___ DATA ENTRIES ___

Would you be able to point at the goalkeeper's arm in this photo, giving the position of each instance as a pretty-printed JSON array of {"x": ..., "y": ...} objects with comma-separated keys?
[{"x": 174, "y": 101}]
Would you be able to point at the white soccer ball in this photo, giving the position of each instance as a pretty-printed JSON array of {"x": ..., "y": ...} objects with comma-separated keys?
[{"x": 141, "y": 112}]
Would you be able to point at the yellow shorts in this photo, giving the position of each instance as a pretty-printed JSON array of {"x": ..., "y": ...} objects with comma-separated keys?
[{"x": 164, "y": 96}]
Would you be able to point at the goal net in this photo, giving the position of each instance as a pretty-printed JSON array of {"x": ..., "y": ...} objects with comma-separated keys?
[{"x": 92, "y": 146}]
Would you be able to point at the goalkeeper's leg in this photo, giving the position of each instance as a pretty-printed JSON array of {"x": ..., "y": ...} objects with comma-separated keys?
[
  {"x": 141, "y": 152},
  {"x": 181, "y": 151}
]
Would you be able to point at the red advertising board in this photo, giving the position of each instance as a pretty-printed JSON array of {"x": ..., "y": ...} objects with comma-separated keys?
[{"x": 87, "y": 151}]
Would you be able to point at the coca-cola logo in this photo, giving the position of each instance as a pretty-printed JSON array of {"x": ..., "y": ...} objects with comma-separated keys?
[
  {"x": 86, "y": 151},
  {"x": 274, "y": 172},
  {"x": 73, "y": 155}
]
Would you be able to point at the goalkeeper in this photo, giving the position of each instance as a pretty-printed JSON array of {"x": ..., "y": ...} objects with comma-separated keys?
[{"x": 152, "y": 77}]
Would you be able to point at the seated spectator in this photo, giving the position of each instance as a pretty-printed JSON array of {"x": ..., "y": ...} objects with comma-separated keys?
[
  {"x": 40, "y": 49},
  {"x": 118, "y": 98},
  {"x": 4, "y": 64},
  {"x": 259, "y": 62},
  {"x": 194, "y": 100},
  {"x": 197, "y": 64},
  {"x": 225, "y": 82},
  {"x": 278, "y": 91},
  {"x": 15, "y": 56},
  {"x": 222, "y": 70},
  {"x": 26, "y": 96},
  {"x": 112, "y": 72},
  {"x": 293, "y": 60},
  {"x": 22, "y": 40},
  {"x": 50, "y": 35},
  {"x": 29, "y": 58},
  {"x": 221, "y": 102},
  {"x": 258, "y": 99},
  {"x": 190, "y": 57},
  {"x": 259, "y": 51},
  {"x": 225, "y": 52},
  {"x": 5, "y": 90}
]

___

__WORK TO BE COMPLETED__. How many lines in the records above contain the string "this", matching case exactly? Reply with the number alone.

__EXERCISE RESULT__. 9